**Problem to solve**
Copy out, word for word, the lines from the start of the data below through the line containing "box: [337, 290, 906, 1200]", and no others.
[The input]
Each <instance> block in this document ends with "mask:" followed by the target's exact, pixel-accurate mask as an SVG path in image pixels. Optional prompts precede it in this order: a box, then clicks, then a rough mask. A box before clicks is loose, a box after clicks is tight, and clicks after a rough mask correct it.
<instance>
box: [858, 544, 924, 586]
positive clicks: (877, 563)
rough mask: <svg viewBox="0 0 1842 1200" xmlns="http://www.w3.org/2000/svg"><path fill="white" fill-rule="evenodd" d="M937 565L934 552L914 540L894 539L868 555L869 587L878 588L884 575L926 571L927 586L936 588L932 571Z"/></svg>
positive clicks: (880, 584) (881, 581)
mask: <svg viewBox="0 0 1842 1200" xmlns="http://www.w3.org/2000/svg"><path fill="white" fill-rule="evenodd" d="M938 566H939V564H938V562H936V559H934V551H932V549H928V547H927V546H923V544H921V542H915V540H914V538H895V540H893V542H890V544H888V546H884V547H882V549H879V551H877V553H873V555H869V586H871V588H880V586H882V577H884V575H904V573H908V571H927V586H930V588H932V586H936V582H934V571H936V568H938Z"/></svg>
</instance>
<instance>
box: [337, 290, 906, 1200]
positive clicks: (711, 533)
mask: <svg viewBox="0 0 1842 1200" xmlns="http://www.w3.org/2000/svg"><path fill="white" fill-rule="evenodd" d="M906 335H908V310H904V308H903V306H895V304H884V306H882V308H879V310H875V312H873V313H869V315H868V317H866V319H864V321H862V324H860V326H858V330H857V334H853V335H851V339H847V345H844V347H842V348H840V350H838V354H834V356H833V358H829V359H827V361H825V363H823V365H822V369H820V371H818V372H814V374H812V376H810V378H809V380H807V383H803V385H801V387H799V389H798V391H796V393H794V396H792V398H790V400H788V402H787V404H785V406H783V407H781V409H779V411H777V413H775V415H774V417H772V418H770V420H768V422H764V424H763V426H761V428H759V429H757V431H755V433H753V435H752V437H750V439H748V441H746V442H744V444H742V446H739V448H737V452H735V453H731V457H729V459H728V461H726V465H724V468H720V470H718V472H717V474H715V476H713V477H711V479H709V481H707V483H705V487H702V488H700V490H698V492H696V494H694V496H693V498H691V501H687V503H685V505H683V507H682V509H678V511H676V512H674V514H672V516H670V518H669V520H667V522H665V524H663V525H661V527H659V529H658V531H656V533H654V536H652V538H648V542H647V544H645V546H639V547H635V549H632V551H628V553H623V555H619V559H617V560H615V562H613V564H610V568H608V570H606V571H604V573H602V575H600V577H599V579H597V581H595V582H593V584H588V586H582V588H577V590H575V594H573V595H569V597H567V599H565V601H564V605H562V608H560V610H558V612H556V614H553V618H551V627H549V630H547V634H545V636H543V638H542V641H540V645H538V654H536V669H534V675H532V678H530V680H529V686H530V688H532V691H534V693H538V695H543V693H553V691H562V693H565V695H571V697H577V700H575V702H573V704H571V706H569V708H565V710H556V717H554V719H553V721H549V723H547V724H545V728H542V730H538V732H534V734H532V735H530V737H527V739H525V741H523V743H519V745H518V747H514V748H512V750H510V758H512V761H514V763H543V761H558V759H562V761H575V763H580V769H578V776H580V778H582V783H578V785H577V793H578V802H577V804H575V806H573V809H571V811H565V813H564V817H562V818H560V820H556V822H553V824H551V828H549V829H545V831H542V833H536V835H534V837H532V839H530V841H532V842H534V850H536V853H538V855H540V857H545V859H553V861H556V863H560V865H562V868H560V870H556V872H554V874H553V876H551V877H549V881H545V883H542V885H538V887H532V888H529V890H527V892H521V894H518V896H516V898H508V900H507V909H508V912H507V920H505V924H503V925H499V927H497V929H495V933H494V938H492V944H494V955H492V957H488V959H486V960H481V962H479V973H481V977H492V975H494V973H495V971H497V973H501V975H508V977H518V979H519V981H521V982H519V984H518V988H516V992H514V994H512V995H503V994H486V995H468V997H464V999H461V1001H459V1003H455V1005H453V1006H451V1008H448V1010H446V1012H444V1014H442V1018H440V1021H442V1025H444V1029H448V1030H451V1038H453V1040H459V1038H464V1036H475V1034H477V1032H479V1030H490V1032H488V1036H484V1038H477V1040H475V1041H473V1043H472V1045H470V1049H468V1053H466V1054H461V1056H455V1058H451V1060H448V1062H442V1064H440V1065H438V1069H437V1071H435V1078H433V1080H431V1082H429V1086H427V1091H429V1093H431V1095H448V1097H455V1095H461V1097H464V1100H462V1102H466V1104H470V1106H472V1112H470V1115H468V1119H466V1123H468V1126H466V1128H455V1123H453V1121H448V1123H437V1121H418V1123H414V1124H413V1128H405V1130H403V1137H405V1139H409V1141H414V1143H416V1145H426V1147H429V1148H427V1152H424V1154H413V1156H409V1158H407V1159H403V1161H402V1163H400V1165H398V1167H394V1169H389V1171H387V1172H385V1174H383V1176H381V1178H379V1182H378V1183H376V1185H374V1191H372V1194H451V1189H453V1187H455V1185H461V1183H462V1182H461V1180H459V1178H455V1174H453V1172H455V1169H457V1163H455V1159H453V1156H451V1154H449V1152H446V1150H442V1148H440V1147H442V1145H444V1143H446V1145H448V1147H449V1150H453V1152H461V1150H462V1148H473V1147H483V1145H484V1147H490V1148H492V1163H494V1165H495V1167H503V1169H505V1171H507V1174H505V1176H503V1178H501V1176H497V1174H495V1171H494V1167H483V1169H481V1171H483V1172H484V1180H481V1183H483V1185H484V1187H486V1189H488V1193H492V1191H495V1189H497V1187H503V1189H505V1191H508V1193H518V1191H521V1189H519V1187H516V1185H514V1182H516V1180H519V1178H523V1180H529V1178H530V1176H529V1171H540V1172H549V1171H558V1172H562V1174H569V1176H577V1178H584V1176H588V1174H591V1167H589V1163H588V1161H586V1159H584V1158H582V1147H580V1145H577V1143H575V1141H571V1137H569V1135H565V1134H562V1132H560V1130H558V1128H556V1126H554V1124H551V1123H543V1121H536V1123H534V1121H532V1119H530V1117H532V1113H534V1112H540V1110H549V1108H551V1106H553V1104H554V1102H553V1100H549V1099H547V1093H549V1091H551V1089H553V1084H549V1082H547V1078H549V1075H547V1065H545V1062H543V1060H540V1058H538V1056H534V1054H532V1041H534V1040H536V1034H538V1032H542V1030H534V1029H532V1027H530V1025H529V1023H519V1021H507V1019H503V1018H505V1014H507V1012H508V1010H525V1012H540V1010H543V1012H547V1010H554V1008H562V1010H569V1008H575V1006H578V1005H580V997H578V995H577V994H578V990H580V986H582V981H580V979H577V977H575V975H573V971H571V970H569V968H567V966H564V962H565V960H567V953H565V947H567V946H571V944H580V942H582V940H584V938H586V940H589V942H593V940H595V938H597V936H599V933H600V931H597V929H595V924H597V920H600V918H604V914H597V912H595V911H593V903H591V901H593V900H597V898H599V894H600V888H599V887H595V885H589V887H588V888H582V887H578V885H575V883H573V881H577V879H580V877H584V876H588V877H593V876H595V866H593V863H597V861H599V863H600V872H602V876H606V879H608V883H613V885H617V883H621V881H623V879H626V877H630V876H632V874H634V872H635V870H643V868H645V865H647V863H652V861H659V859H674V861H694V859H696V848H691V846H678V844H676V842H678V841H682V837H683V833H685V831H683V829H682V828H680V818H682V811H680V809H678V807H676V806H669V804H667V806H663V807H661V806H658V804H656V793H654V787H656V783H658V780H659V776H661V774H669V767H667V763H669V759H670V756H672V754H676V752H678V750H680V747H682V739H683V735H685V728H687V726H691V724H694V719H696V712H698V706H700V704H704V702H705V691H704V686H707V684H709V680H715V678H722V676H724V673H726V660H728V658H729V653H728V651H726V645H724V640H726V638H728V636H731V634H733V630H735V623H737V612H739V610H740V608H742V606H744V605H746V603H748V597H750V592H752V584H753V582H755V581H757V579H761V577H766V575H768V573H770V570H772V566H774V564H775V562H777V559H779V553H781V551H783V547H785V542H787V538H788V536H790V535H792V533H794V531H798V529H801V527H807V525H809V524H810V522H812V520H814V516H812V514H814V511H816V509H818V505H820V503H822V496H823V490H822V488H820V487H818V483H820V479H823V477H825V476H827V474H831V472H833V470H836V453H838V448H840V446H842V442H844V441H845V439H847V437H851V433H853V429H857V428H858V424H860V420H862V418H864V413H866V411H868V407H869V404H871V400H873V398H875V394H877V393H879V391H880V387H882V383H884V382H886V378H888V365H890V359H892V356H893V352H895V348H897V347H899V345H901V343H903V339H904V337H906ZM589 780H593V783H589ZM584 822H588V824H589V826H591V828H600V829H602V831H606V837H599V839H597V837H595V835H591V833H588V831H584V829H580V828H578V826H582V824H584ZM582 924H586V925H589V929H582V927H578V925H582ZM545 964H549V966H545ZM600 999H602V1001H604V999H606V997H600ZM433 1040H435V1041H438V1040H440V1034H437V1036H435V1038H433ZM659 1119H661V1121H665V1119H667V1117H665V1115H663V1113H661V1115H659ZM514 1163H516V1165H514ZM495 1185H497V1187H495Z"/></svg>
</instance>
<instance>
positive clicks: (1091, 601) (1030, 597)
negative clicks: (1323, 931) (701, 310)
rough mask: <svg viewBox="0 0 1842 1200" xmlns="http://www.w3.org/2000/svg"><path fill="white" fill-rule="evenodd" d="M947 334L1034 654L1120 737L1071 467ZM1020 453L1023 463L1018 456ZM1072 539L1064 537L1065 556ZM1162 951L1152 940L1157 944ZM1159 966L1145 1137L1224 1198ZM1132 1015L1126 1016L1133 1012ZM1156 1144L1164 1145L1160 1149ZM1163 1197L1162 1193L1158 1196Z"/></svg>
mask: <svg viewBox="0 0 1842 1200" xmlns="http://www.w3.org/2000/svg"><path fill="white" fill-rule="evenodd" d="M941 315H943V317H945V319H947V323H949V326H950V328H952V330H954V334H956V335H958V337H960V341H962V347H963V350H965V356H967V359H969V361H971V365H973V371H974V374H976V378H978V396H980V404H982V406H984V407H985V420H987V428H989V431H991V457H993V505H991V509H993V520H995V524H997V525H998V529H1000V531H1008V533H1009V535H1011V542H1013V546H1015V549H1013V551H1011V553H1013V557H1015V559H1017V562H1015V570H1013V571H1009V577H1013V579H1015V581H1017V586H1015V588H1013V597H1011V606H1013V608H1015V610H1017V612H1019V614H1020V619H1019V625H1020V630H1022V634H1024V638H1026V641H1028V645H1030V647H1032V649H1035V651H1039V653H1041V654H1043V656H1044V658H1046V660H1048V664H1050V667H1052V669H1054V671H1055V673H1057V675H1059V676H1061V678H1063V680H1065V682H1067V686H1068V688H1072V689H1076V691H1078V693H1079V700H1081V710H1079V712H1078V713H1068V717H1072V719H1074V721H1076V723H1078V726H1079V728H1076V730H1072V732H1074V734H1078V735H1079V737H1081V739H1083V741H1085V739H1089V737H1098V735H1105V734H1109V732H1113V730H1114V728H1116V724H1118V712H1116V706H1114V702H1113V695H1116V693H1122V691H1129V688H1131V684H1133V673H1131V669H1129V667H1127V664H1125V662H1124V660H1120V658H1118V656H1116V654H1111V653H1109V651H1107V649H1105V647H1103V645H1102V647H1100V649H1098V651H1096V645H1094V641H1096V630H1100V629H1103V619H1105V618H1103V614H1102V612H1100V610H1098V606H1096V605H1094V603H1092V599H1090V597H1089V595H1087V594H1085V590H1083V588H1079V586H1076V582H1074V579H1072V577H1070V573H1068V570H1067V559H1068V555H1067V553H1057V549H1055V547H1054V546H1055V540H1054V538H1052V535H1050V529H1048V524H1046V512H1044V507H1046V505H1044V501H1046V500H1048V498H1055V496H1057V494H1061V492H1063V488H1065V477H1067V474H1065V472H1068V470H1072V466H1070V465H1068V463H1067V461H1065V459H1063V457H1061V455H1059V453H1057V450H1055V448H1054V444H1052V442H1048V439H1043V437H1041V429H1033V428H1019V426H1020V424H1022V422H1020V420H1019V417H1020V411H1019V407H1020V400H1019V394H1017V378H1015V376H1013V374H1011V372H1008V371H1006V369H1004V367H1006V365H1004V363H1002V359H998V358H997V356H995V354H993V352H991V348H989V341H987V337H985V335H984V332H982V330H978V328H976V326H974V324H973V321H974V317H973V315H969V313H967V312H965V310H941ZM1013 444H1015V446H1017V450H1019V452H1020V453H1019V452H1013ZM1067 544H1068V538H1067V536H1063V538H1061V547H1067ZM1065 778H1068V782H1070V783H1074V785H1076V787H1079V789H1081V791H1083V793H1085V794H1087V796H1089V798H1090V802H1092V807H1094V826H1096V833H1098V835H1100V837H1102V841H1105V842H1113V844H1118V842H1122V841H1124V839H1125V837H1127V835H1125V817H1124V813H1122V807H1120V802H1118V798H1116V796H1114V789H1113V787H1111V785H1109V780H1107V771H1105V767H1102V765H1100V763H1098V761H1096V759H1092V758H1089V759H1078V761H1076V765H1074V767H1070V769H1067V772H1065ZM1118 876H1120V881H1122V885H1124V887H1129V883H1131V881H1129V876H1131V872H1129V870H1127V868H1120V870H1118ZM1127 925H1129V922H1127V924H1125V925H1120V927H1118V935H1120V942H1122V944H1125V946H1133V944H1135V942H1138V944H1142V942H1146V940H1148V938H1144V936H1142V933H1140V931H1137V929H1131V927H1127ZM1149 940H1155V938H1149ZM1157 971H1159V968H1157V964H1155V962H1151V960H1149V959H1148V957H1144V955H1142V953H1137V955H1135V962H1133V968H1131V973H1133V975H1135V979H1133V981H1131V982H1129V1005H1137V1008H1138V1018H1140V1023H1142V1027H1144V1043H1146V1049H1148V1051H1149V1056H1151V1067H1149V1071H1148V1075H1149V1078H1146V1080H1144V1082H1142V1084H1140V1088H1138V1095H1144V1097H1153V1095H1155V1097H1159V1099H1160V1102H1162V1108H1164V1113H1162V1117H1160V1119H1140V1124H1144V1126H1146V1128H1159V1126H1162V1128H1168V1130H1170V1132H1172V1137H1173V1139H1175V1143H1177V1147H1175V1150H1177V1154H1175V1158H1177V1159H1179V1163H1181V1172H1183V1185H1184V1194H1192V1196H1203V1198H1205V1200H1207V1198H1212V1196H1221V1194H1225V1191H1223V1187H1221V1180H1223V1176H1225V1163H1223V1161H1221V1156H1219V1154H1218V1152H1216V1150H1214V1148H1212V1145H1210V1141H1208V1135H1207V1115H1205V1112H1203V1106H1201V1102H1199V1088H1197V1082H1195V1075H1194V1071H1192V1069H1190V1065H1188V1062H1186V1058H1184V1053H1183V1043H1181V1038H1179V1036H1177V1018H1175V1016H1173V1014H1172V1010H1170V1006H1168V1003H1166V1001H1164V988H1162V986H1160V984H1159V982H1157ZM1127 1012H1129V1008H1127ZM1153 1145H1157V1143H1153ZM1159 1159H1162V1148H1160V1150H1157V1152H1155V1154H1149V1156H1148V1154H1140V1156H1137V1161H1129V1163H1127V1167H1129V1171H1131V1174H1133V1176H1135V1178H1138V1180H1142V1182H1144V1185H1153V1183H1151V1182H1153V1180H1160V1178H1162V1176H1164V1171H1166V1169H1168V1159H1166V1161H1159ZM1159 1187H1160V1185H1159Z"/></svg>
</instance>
[/The input]
**The completed task**
Each <instance> block in this document ends with "mask:" followed by the target's exact, pixel-accurate mask as an SVG path in image pixels. Optional prompts precede it in this order: a box, then clicks, then a rough mask. A box before clicks is loose, a box after clicks is tight, and clicks after a rough mask correct it.
<instance>
box: [858, 544, 924, 586]
positive clicks: (877, 563)
rough mask: <svg viewBox="0 0 1842 1200" xmlns="http://www.w3.org/2000/svg"><path fill="white" fill-rule="evenodd" d="M937 565L934 552L914 540L894 539L868 555L869 587L878 588L884 575L926 571L927 586L936 588L932 571Z"/></svg>
positive clicks: (880, 584) (881, 581)
mask: <svg viewBox="0 0 1842 1200" xmlns="http://www.w3.org/2000/svg"><path fill="white" fill-rule="evenodd" d="M938 566H939V564H938V562H936V559H934V551H932V549H928V547H927V546H923V544H921V542H915V540H914V538H895V540H893V542H890V544H888V546H884V547H882V549H879V551H877V553H873V555H869V586H871V588H880V586H882V577H884V575H904V573H908V571H927V586H930V588H932V586H936V582H934V571H936V568H938Z"/></svg>
</instance>
<instance>
box: [337, 290, 906, 1200]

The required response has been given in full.